§ EXERCISE INSTRUCTIONS:
1 – Write out the passage of the workshop report starting at "As I engage" and ending at "of academic publishing.".
2 – Translate this sentence from the workshop report into Spanish: "A workshop also provides a chance to identify and address any overlooked shortcomings that I may have mistakenly thought I understood."

§ DOCUMENT SECTION:
● ● ● ● ● ● ●

Sci Ed. 2024;11(1):81-83
Publication date (electronic) : 2024 January 30
doi : https://doi.org/10.6087/kcse.325
Korean Movement Disorder Society, Seoul, Korea
Correspondence to Soo Jung Shin iless@naver.com
Received 2023 October 18; Accepted 2023 November 14.
  • Meeting: Online Workshop for Academic Journal Editors (2023-A03)

  • Date: September 20, 2023

  • Venue: Virtual conference

  • Organizer: Korean Council of Science Editors (KCSE)

  • Theme: State of the art in scientific publishing

As I engage in various tasks related to medical publishing for the Journal of Movement Disorders, I sometimes become so engrossed in the minutiae that I lose sight of the bigger picture—that is, as the saying goes, I lose sight of the forest for the trees. In doing so, I may inadvertently overlook the ever-changing seasons in the vast realm of academic publishing.

In this context, attending a workshop offers a valuable opportunity to gain an objective perspective on the work I have been engaged in. As the adage states, “You can’t know where you’re going until you know where you’ve been.” A workshop also provides a chance to identify and address any overlooked shortcomings that I may have mistakenly thought I understood. Additionally, attending a workshop makes it possible to acquire and apply the most recent knowledge in a novel manner—much like ascending a staircase of experience and unveiling a window to a more expansive view.

● ● ● ● ● ● ●

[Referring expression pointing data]
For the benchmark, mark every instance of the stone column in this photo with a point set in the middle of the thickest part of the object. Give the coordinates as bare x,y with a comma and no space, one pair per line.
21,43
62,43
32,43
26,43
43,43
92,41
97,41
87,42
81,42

● ● ● ● ● ● ●

§ RESPONSES PER TASK:
1 –
As I engage in various tasks related to medical publishing for the Journal of Movement Disorders, I sometimes become so engrossed in the minutiae that I lose sight of the bigger picture—that is, as the saying goes, I lose sight of the forest for the trees. In doing so, I may inadvertently overlook the ever-changing seasons in the vast realm of academic publishing.

2 – Un taller también ofrece la oportunidad de identificar y abordar cualquier deficiencia pasada por alto que tal vez haya creído entender equivocadamente.